A collection of simple scripts to perform various tasks for gene transcripts and their sequences:
- create_unspliced_transcripts_gtf: Writes a GTF file containing transcripts corresponding to those in the input GTF file, but with all introns removed (i.e. each transcript contains a single "exon"; only GTF lines for exon features are written).
- get_gene_lengths: Calculate a couple of measures of gene "size". Given a GTF file as input, writes in CSV format the gene ID, maximum transcript length among isoforms of the gene, and gene "length" (the latter being defined as the number of bases contained in the union of all exons of all isoforms of the gene, including 3' and 5' UTRs).
- transcripts_to_reads: Create all possible unique theoretical RNA-seq reads (i.e. with no errors) from a set of transcript sequences. Reads can be single- or paired-end (with a fixed insert size in the latter case). The script can also count, per-gene, the number of such reads mapped in a BAM file.

■ DATA UNDER STUDY
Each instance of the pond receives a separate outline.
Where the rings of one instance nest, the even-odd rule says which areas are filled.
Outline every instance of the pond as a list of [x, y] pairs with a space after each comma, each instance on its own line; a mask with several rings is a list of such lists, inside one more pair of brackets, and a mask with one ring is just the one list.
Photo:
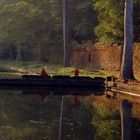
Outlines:
[[[121, 101], [104, 94], [54, 95], [0, 90], [1, 140], [120, 140]], [[132, 109], [132, 137], [140, 136], [140, 109]]]

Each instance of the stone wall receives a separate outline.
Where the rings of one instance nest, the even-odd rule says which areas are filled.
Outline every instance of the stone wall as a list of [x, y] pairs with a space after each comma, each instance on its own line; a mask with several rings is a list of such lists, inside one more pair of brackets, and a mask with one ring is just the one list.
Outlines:
[[94, 69], [119, 70], [121, 47], [88, 47], [72, 50], [70, 64]]

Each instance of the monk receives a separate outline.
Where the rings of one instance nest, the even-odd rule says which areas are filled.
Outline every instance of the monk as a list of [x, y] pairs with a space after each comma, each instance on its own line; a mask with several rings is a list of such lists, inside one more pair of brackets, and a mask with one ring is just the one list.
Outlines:
[[74, 76], [75, 76], [75, 77], [78, 77], [78, 75], [79, 75], [79, 69], [76, 68], [76, 69], [74, 70]]
[[48, 73], [44, 69], [41, 71], [41, 78], [48, 78]]

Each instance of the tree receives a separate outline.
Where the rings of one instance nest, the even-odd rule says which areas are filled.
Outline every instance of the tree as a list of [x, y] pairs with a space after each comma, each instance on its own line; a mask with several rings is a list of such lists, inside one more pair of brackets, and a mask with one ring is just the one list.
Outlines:
[[98, 25], [95, 35], [98, 42], [121, 43], [123, 38], [122, 3], [120, 0], [94, 0]]
[[124, 46], [121, 66], [122, 79], [134, 79], [133, 75], [133, 0], [125, 1]]

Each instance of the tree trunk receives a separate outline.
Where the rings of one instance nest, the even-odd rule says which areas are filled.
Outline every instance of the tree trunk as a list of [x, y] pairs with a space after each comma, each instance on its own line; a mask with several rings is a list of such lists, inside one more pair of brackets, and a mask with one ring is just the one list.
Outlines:
[[68, 56], [68, 4], [67, 0], [63, 0], [63, 65], [64, 67], [69, 65], [69, 56]]
[[125, 0], [124, 46], [121, 66], [122, 79], [134, 79], [133, 75], [133, 0]]

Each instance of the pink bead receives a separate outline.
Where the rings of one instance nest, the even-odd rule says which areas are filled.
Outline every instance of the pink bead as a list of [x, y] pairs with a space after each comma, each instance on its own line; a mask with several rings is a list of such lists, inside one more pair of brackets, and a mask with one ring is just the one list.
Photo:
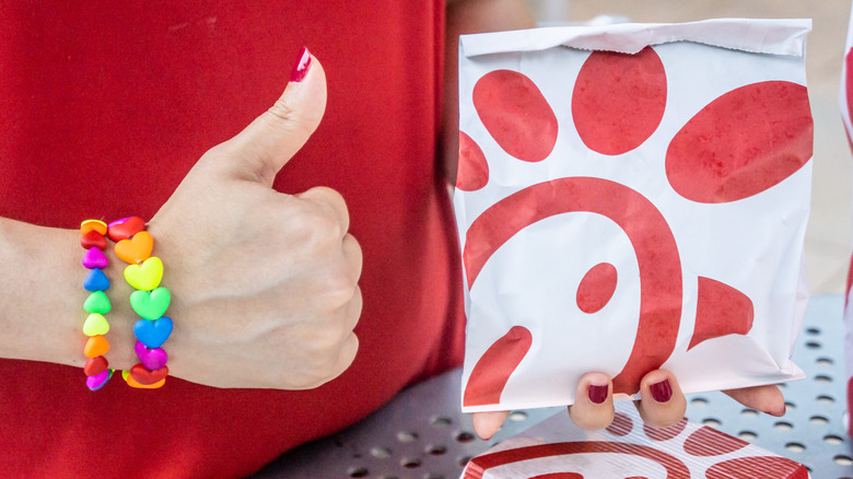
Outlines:
[[113, 370], [104, 370], [94, 376], [86, 377], [86, 387], [91, 390], [98, 390], [113, 377]]
[[149, 371], [156, 371], [166, 365], [168, 361], [166, 351], [161, 348], [149, 348], [142, 341], [137, 341], [133, 350], [137, 352], [139, 362], [148, 367]]
[[89, 269], [104, 269], [107, 265], [109, 265], [109, 259], [104, 255], [104, 252], [96, 247], [89, 248], [85, 255], [83, 255], [83, 266]]

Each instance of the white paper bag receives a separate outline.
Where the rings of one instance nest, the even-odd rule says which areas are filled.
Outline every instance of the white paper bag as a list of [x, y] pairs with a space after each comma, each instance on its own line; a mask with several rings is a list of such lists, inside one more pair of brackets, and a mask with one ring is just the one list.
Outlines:
[[[841, 63], [841, 92], [839, 100], [841, 103], [841, 118], [844, 121], [844, 128], [848, 133], [848, 140], [853, 139], [853, 12], [850, 15], [850, 27], [848, 28], [846, 47], [844, 48], [844, 61]], [[851, 143], [853, 147], [853, 143]], [[851, 413], [853, 411], [853, 256], [851, 257], [848, 270], [846, 295], [844, 297], [844, 364], [848, 375], [848, 413], [844, 417], [844, 428], [848, 434], [853, 435], [853, 421]]]
[[809, 21], [464, 36], [466, 412], [802, 378]]
[[805, 466], [687, 419], [644, 425], [616, 404], [604, 431], [584, 431], [561, 412], [468, 463], [460, 479], [726, 478], [808, 479]]

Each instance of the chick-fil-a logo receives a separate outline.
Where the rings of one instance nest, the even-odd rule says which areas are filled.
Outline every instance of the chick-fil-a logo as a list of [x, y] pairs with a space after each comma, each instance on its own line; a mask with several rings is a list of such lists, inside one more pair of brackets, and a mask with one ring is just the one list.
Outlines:
[[[635, 55], [595, 51], [580, 69], [571, 117], [585, 148], [622, 155], [658, 129], [667, 105], [667, 71], [652, 47]], [[481, 75], [472, 103], [500, 148], [522, 162], [551, 155], [561, 125], [536, 83], [512, 70]], [[752, 82], [731, 90], [696, 113], [668, 142], [665, 176], [686, 202], [731, 203], [766, 191], [811, 157], [813, 125], [806, 87], [794, 82]], [[486, 188], [490, 159], [465, 131], [459, 133], [457, 188]], [[629, 159], [626, 159], [629, 161]], [[696, 325], [688, 349], [752, 327], [752, 301], [724, 282], [698, 277], [685, 284], [679, 245], [667, 218], [641, 192], [619, 182], [569, 176], [527, 186], [499, 199], [465, 231], [463, 261], [470, 290], [499, 248], [542, 220], [572, 212], [594, 213], [627, 235], [640, 271], [639, 327], [633, 350], [615, 376], [615, 392], [633, 394], [642, 376], [663, 365], [676, 347], [685, 288], [696, 288]], [[594, 313], [610, 300], [618, 268], [600, 262], [576, 291], [577, 307]], [[480, 357], [468, 376], [464, 406], [500, 402], [506, 383], [528, 353], [534, 337], [515, 325]]]

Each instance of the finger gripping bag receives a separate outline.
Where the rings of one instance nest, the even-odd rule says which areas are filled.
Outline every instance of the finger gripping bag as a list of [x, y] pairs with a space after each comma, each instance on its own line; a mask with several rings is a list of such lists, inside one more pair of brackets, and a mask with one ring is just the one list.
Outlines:
[[[803, 378], [807, 20], [463, 36], [463, 410]], [[639, 397], [639, 396], [638, 396]]]

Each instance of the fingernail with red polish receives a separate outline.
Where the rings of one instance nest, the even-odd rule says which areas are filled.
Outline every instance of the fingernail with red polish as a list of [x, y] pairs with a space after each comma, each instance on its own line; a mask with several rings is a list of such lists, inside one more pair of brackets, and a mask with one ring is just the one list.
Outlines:
[[652, 393], [652, 398], [657, 402], [666, 402], [673, 398], [673, 386], [669, 384], [669, 379], [648, 386], [648, 390]]
[[296, 60], [296, 65], [293, 66], [293, 70], [290, 72], [290, 81], [301, 82], [305, 80], [308, 74], [308, 67], [311, 66], [311, 52], [305, 47], [302, 47], [300, 51], [300, 58]]
[[586, 396], [589, 397], [591, 401], [600, 405], [607, 400], [607, 389], [609, 389], [607, 386], [591, 384], [589, 387], [586, 388]]

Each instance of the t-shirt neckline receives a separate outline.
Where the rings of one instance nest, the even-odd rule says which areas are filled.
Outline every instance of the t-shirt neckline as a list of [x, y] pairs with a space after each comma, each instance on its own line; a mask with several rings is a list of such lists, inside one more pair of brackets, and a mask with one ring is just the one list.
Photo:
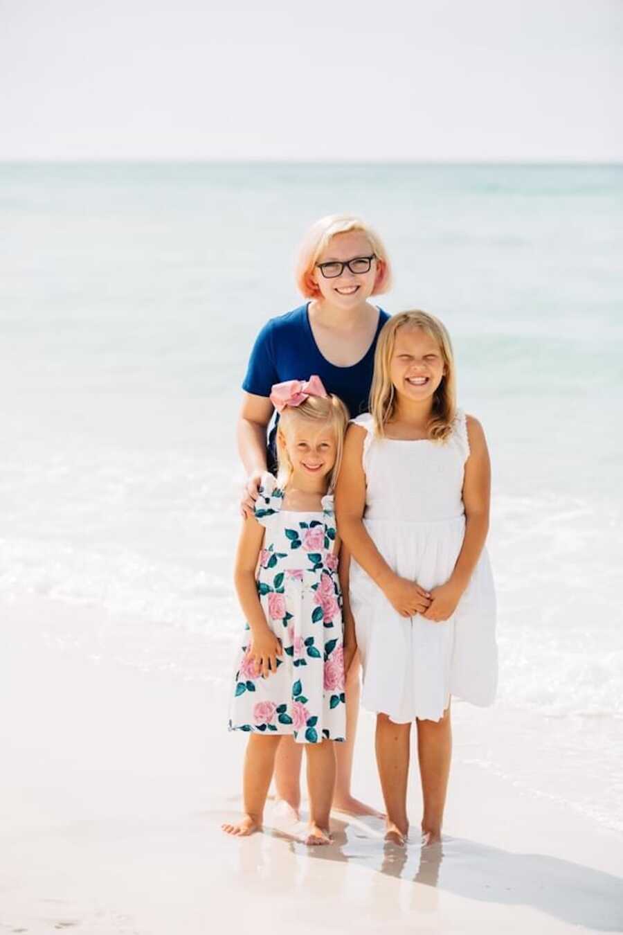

■ STUDY QUESTIONS
• A. In the text on gene transcript scripts, what format does get_gene_lengths write its output in?
• B. List the names of all the scripts described in the text on gene transcript scripts.
• C. Carry on the text about gene transcript scripts from where it stops.

■ TASK RESULTS
• A. CSV format.

• B.
- create_unspliced_transcripts_gtf
- get_gene_lengths
- transcripts_to_reads

• C.
As these scripts have a number of dependencies on other Python packages, it is recommended to install this package in an isolated environment using the virtualenv tool. The virtualenvwrapper tool makes managing multiple virtual environments easier.
After setting up virtualenv
and virtualenvwrapper
, create and work in a virtual environment using the virtualenvwrapper
tool:
mkproject transcript-utils
Install the transcript-utils package and its dependencies, into the virtual environment by running:
pip install git+https://github.com/sidbdri/transcript-utils.git
in the top-level project directory.
Usage:
create_unspliced_transcripts_gtf [--log-level=<log-level>] <transcript-gtf-file>
Single-exon transcripts are written in GTF format to standard out.
Usage:
get_gene_lengths [--log-level=<log-level>] <transcript-gtf-file>
Gene "size" information is written in CSV format to standard out.
This script has three commands:
Usage:
transcripts_to_reads create
[--log-level=<log-level>]
[--read-length=<read-length> --insert-size=<insert-size> --paired-end]
<transcript-gtf-file> <transcript-fasta-file>
Writes, per-gene, all possible unique theoretical RNA-seq reads of a given length (default: 50) that could be created from transcripts of that gene. Reads are single-end by default; specifying --paired-end
causes paired-end reads to be written, in which case --insert-size
(default: 150) determines the (fixed) size of fragments from the ends of which reads will be created.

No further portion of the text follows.